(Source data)
◇ ◇ ◇ ◇ ◇ ◇ ◇
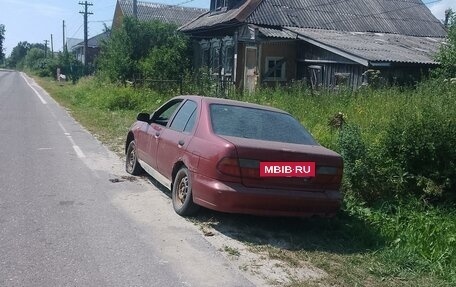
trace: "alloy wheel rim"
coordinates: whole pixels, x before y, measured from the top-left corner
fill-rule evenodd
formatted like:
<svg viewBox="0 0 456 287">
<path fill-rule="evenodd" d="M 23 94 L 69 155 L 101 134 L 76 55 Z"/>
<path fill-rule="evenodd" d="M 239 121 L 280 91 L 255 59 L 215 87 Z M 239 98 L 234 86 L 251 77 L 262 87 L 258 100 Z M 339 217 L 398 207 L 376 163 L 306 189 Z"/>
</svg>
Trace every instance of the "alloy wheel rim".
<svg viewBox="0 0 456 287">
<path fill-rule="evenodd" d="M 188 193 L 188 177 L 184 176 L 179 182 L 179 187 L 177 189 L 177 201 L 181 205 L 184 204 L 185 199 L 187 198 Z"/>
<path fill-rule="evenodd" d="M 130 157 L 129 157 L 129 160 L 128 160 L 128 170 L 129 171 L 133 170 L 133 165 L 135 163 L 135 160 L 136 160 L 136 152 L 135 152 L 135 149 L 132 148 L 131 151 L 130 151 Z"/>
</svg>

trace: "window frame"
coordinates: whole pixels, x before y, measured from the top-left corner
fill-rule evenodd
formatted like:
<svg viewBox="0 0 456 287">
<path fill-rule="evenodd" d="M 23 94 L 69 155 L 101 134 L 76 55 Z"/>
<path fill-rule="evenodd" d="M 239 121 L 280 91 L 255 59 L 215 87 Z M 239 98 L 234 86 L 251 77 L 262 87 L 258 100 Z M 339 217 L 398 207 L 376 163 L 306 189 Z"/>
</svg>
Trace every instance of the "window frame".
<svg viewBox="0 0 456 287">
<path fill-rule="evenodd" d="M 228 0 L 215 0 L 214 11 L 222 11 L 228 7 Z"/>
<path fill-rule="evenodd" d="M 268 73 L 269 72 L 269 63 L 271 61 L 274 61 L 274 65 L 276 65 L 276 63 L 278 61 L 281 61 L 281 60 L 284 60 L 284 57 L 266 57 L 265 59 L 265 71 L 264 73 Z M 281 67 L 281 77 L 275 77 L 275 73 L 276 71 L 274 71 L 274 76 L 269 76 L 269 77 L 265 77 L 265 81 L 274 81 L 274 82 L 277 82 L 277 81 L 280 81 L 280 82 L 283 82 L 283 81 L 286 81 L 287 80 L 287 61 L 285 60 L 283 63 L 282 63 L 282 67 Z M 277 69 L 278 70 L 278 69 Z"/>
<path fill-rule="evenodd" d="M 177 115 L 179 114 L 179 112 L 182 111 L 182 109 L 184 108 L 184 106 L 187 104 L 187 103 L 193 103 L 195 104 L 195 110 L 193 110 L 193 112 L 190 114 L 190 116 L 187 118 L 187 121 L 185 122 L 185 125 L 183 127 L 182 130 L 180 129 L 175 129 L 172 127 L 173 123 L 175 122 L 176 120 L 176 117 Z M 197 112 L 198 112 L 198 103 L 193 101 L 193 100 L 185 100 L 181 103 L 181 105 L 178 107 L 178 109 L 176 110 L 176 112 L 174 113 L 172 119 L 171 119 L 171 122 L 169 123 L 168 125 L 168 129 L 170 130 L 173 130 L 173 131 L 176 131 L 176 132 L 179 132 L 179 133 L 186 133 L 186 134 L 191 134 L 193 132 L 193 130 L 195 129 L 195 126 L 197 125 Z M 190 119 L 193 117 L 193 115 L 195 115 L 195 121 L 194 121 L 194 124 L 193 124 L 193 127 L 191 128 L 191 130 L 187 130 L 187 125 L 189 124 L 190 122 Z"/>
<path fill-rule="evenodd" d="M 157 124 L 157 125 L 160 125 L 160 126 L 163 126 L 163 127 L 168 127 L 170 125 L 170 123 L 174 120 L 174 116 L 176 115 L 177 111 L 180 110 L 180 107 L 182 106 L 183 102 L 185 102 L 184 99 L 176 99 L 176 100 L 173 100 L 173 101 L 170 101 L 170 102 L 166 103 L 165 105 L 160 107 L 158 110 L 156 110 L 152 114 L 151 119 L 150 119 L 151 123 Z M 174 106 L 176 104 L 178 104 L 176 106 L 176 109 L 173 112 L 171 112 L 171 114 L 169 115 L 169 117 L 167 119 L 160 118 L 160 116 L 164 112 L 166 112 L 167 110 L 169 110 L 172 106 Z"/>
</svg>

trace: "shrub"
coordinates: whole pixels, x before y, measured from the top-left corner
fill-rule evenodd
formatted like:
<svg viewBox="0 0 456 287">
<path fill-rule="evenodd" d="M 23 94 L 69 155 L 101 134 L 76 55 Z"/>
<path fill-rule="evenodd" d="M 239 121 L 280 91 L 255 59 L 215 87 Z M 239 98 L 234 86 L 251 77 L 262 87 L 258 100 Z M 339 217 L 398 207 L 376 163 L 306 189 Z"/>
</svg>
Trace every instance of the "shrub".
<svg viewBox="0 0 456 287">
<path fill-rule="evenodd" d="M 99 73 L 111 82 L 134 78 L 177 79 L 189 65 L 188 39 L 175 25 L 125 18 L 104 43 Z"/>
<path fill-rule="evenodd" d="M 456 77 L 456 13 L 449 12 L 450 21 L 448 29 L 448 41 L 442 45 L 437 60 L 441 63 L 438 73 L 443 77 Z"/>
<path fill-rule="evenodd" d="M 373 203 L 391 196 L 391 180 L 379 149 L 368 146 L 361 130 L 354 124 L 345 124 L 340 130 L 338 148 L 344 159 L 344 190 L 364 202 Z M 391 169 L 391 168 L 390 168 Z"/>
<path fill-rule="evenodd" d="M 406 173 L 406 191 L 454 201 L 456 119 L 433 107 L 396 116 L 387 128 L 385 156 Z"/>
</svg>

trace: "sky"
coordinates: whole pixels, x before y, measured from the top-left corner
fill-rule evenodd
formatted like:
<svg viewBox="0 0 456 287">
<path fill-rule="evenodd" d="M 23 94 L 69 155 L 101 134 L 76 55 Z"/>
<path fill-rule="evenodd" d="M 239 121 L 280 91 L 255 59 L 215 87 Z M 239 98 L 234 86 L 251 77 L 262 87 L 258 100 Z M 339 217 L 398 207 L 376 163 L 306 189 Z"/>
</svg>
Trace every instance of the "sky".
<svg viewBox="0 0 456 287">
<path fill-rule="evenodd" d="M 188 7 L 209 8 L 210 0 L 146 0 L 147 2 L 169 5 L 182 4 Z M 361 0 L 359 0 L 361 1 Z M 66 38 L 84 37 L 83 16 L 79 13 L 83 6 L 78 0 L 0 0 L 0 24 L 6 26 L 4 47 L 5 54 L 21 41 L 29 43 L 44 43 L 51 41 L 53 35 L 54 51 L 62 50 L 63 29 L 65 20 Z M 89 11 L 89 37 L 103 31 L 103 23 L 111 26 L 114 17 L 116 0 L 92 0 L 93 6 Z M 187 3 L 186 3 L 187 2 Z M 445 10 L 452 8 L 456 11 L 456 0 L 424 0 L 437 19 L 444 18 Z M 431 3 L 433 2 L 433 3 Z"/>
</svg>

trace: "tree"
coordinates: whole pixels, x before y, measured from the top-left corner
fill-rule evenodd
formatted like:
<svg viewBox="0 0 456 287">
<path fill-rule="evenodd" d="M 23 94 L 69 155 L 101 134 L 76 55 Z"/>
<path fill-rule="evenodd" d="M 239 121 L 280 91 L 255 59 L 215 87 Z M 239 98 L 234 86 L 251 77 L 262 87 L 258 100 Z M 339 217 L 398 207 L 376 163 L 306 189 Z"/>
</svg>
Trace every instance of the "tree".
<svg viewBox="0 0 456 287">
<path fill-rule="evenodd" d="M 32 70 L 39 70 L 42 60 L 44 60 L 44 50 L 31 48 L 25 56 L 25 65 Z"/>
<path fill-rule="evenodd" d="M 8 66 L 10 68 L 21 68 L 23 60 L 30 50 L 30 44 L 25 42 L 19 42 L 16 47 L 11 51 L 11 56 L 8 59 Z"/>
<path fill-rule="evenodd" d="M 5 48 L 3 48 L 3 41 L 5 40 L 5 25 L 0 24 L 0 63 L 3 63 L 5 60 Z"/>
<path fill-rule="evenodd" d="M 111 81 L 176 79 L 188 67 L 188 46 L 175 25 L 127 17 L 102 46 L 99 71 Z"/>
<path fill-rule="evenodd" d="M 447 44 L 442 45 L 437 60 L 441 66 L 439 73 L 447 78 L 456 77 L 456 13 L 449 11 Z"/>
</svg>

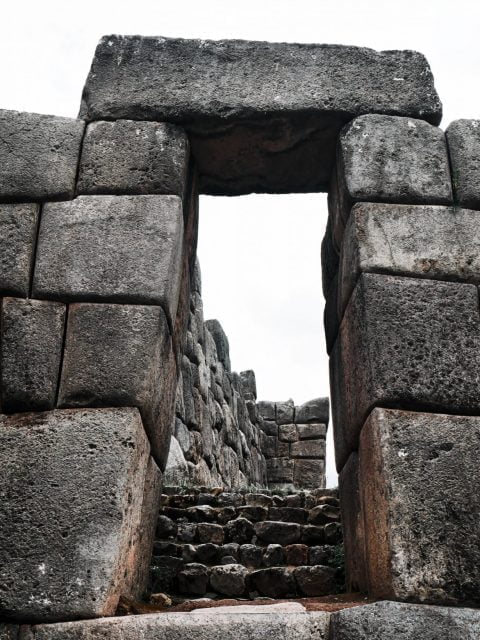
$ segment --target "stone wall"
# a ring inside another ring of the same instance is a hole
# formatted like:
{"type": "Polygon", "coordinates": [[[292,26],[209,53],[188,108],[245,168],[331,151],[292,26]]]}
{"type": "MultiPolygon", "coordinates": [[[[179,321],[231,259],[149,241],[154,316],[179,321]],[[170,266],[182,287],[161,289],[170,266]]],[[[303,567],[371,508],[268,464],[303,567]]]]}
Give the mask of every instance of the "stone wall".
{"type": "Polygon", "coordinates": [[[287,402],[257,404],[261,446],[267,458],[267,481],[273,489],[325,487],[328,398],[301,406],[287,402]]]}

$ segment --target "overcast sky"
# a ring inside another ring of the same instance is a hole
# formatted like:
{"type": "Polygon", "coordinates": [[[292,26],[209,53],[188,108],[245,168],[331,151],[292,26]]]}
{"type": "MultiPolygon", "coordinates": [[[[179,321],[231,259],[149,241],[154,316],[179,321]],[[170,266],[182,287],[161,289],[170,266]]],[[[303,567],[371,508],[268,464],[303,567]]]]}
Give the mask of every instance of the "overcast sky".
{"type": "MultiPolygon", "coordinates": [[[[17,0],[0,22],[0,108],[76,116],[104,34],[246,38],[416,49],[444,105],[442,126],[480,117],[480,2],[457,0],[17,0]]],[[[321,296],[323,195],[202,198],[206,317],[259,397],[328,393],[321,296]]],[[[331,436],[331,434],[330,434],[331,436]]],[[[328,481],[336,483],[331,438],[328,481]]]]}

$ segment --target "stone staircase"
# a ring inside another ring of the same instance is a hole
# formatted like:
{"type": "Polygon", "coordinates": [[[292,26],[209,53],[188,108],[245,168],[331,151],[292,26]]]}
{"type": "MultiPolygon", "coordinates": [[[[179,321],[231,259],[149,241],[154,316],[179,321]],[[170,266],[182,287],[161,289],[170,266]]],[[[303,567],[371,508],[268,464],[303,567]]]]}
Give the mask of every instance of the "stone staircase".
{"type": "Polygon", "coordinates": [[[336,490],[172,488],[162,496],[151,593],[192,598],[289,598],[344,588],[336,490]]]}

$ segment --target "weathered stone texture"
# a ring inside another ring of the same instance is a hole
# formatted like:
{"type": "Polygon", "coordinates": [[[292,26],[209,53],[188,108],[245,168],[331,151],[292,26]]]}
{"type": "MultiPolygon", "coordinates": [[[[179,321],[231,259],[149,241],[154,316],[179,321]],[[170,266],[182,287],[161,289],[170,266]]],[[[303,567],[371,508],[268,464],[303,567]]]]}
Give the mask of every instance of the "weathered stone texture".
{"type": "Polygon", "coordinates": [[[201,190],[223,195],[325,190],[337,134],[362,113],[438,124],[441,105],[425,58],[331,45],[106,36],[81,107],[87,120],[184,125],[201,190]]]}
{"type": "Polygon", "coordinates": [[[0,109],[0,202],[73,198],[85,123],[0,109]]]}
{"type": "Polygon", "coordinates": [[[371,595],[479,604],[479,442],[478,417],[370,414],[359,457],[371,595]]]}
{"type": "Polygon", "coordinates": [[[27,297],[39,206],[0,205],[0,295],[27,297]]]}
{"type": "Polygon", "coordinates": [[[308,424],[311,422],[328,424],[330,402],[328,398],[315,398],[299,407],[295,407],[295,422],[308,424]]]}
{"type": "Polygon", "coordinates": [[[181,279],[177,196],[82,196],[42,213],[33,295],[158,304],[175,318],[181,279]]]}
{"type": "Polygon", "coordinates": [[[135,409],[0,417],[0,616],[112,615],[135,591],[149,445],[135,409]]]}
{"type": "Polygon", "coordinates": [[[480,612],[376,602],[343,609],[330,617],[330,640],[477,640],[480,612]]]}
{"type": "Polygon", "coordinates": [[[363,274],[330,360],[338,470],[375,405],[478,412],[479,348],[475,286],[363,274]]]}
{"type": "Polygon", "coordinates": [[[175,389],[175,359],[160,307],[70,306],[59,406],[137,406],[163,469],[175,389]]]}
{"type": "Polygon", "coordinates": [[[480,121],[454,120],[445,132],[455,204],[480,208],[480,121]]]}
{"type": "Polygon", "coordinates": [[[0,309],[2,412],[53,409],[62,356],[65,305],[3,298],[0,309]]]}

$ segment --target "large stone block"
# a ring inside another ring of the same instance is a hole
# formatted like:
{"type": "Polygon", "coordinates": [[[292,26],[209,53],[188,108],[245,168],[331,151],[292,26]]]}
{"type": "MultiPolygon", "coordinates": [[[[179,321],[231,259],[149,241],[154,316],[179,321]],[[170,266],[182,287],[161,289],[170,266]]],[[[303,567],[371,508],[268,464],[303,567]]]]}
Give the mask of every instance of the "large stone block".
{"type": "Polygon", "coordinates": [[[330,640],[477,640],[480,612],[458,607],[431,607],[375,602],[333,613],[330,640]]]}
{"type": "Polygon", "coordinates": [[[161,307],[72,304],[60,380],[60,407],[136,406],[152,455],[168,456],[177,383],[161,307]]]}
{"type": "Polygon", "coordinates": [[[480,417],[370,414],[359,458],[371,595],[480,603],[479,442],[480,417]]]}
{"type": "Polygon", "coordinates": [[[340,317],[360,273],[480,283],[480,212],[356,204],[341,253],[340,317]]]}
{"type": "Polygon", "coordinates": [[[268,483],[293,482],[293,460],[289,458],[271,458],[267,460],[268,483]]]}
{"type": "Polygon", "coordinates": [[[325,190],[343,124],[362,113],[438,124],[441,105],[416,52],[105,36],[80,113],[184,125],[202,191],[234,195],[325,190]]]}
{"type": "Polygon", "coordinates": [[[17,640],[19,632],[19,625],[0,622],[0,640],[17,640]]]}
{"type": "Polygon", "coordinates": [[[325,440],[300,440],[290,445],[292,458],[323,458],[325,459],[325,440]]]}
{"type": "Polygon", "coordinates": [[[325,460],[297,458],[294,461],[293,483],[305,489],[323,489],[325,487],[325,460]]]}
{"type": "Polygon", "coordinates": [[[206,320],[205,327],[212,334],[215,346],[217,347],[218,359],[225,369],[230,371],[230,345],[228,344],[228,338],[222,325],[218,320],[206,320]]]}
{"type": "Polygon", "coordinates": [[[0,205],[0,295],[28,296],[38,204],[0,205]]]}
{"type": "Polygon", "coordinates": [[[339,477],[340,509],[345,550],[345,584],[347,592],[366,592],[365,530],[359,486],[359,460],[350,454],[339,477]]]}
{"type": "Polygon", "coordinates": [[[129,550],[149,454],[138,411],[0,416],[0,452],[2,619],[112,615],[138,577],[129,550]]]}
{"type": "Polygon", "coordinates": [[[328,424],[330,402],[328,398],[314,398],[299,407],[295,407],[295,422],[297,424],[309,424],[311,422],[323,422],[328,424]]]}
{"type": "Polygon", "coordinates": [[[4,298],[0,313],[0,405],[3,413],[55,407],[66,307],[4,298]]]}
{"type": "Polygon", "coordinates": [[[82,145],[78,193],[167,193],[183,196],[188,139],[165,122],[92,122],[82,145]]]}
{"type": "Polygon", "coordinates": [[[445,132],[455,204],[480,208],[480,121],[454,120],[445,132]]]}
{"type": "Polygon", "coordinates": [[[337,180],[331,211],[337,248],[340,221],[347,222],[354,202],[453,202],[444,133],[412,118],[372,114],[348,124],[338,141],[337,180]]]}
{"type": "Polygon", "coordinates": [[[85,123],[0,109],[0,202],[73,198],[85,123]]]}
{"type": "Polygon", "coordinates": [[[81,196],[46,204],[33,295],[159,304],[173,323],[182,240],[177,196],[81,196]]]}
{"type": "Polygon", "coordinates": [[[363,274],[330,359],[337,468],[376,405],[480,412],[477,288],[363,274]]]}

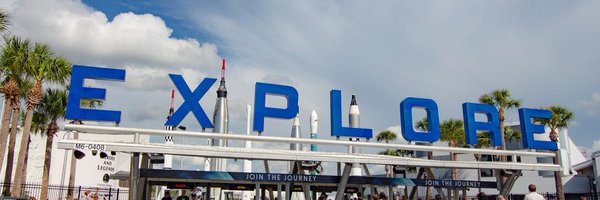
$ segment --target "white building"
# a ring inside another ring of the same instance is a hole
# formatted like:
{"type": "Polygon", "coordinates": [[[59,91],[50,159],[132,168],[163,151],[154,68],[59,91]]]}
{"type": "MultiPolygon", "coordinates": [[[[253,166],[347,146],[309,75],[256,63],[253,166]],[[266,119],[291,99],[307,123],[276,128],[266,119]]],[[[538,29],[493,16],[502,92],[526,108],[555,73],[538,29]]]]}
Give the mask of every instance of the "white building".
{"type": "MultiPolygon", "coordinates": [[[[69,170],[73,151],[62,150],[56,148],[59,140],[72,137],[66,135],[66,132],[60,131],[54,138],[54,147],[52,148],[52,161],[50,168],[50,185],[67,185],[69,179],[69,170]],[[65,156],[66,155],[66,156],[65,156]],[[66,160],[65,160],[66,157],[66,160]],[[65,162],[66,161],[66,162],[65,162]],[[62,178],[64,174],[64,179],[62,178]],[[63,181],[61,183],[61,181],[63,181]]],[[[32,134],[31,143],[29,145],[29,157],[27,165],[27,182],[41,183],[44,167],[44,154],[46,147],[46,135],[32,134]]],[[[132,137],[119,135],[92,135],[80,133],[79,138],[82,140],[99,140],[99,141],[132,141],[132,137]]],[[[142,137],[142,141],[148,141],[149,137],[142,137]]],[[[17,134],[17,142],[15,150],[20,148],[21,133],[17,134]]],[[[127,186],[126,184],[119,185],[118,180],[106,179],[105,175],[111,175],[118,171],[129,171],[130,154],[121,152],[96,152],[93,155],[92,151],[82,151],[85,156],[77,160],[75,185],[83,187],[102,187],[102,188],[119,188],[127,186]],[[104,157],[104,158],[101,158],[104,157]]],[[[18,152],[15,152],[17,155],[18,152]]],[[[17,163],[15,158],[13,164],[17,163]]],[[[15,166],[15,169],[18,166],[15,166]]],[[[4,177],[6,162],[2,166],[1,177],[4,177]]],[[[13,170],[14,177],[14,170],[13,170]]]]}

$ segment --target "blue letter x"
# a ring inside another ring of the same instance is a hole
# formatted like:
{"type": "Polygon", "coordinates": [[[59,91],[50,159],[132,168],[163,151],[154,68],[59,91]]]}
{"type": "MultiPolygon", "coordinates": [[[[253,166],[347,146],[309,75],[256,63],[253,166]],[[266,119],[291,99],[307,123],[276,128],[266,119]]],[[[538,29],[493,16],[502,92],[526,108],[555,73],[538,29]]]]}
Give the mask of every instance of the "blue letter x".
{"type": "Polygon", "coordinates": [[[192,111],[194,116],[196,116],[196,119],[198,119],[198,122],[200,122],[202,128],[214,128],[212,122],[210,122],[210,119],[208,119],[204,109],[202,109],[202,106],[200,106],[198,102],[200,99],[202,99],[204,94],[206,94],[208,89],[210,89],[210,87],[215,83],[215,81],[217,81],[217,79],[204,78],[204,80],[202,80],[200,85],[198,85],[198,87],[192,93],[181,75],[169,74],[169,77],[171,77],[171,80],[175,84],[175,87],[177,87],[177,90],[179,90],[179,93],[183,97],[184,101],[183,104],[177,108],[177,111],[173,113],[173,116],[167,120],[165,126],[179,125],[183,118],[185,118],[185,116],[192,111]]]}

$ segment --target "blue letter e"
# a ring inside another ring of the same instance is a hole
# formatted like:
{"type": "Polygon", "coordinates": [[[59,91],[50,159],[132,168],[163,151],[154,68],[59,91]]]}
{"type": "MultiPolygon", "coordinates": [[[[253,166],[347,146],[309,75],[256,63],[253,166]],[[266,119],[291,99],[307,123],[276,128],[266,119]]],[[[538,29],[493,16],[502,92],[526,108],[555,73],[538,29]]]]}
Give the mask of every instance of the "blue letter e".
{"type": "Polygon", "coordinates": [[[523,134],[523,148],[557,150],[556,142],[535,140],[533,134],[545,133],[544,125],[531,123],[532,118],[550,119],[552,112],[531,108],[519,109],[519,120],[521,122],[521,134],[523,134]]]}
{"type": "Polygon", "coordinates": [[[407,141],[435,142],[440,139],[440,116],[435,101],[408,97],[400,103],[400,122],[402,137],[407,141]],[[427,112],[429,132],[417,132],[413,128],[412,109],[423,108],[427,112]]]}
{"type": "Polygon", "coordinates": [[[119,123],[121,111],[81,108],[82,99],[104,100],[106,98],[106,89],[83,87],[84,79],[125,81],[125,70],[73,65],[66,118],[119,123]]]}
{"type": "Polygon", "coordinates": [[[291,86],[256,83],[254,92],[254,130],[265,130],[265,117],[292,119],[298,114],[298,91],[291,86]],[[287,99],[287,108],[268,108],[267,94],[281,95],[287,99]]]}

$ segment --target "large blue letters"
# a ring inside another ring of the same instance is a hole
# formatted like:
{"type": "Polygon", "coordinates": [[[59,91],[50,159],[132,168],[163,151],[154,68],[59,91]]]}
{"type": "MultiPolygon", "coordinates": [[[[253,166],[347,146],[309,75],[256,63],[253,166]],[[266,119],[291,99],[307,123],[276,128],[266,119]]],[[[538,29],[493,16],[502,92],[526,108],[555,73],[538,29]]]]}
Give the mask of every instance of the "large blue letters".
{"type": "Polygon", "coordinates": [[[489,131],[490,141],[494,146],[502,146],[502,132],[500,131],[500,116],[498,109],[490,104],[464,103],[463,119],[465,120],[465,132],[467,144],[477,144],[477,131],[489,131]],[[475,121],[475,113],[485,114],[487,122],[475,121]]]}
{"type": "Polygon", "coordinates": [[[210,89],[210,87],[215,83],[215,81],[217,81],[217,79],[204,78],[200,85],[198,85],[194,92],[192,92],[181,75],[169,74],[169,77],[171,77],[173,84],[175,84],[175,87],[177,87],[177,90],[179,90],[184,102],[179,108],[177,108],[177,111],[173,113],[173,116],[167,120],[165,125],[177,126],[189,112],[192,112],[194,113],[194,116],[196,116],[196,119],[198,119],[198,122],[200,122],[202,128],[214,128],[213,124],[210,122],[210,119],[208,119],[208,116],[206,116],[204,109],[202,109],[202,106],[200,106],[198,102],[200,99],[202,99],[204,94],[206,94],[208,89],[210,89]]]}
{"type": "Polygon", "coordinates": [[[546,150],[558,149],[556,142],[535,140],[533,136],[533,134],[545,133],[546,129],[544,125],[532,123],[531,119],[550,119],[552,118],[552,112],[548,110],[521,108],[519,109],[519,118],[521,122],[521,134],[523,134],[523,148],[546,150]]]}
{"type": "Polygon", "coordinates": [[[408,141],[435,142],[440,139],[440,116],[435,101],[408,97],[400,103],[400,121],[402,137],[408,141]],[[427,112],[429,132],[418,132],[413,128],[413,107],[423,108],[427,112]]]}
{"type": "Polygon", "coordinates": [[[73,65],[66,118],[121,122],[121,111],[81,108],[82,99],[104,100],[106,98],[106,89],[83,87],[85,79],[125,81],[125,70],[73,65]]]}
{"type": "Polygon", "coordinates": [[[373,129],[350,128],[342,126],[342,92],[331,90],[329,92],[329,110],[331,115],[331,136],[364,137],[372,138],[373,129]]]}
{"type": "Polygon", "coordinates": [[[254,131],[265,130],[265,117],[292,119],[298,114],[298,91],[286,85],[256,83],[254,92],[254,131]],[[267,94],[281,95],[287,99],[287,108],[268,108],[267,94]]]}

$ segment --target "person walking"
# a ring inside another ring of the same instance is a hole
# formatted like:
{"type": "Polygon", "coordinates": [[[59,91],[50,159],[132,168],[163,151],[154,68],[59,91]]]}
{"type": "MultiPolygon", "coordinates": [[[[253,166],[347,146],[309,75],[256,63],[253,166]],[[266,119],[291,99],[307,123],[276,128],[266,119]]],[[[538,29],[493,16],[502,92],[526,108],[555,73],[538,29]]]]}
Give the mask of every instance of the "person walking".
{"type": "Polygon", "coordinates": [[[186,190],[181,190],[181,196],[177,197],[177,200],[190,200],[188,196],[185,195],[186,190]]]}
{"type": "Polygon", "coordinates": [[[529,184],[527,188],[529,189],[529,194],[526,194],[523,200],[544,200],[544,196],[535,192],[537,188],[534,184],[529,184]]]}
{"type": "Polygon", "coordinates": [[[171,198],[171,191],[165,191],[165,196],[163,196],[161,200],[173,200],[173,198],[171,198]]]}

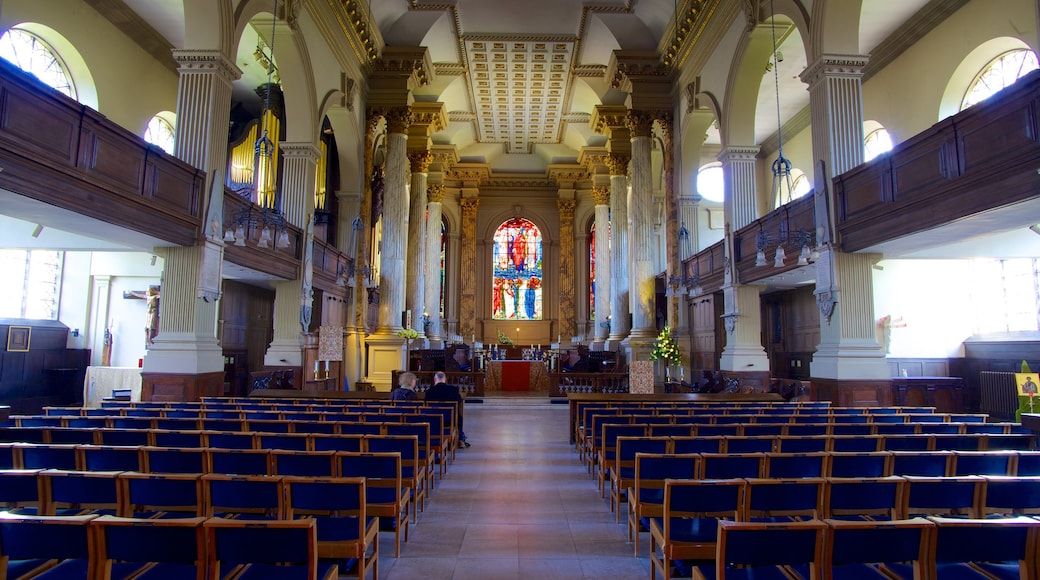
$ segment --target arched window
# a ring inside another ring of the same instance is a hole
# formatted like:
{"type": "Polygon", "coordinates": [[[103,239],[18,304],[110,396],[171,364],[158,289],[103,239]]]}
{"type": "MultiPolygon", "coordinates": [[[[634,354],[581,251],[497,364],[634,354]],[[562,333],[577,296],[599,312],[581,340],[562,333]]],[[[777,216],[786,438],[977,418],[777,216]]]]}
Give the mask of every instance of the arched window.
◇ ◇ ◇ ◇ ◇ ◇ ◇
= WORK REQUEST =
Check each line above for the word "arched", and copy the lines where it appears.

= TASK RESPONSE =
$ segment --target arched window
Give the mask of every instance of the arched window.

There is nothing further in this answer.